* _GIVEN DATA_
□ □ □ □ □
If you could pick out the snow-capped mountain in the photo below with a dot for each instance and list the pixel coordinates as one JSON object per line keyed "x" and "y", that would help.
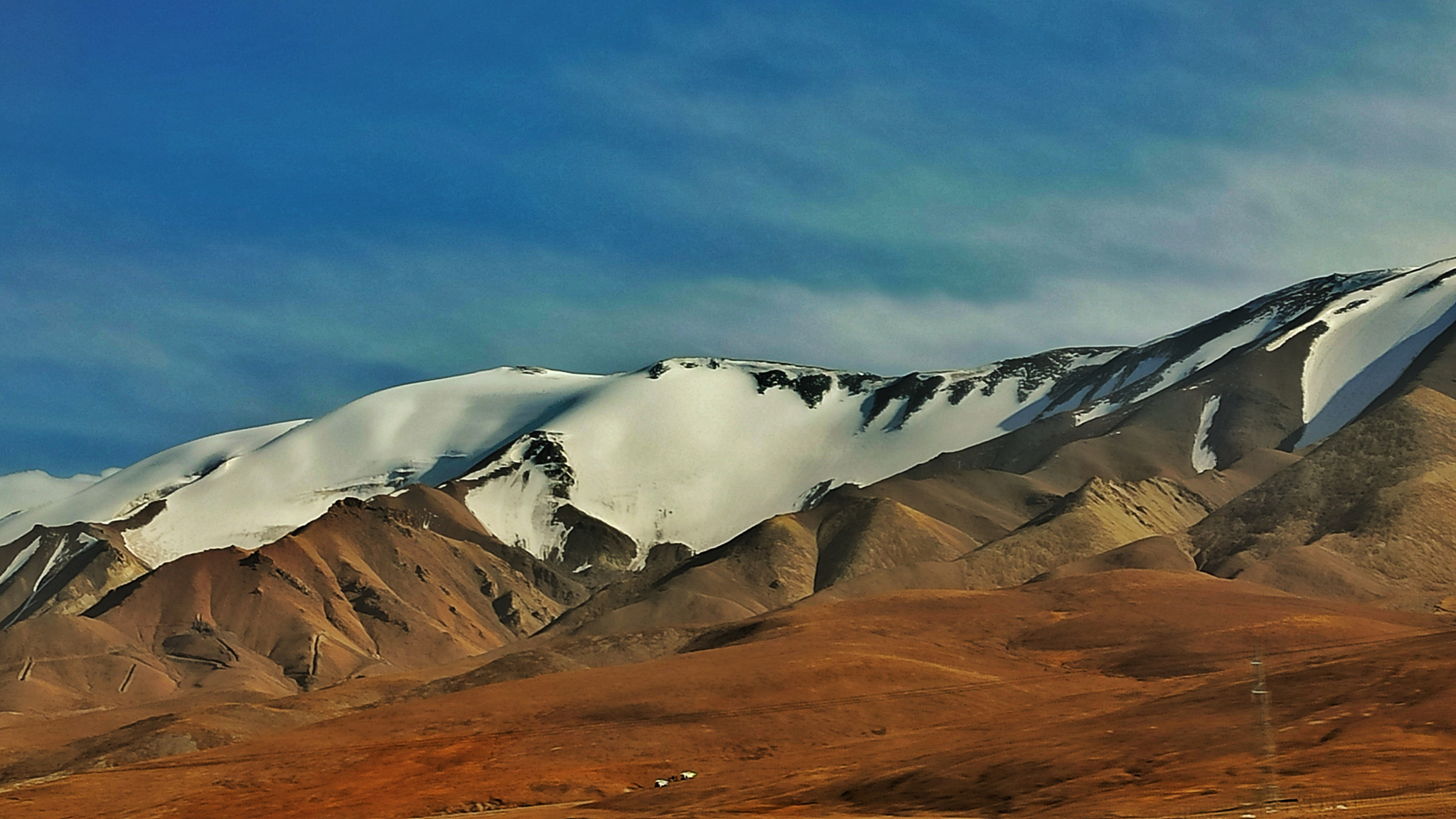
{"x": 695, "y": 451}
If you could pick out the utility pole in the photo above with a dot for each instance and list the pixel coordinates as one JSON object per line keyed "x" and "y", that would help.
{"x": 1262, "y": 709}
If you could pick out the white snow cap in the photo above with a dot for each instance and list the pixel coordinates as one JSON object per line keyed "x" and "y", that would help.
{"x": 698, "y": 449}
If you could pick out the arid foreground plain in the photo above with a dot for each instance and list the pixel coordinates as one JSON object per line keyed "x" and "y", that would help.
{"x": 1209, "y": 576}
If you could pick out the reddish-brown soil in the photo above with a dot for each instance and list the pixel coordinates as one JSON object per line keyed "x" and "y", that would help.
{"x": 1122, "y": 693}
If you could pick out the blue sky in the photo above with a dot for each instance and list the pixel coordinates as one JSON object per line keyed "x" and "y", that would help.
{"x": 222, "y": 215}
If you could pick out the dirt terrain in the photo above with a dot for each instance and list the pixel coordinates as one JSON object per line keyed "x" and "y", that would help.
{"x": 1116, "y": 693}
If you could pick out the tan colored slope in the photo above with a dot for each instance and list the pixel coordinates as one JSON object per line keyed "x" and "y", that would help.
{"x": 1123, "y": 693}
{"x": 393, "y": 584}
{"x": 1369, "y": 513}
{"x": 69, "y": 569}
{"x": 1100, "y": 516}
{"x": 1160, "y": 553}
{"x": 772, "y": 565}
□ □ □ □ □
* _TASK BRIEF_
Your task is to write out, exactly, the line that holds "If you could pick out the blue" and every line after it until the records end.

* _RESPONSE TO THE TASK_
If you could pick out the blue sky in the photo above with a dot for each instance and list the pixel coordinates as one JSON object per line keyed "x" and "y", that would help.
{"x": 222, "y": 215}
If you could pick out the dirt terrain in the photo above with a dot for each instance and list the pixel coordinates as one JSON object per line keyed "x" and "y", that would help.
{"x": 1116, "y": 693}
If you could pick out the tan colored slope in the photo above with a dot for each instance and list the pixel coordinates as one JSON object per line keyed "x" and "y", that would help.
{"x": 1123, "y": 693}
{"x": 393, "y": 584}
{"x": 1369, "y": 513}
{"x": 69, "y": 569}
{"x": 1100, "y": 516}
{"x": 1160, "y": 553}
{"x": 772, "y": 565}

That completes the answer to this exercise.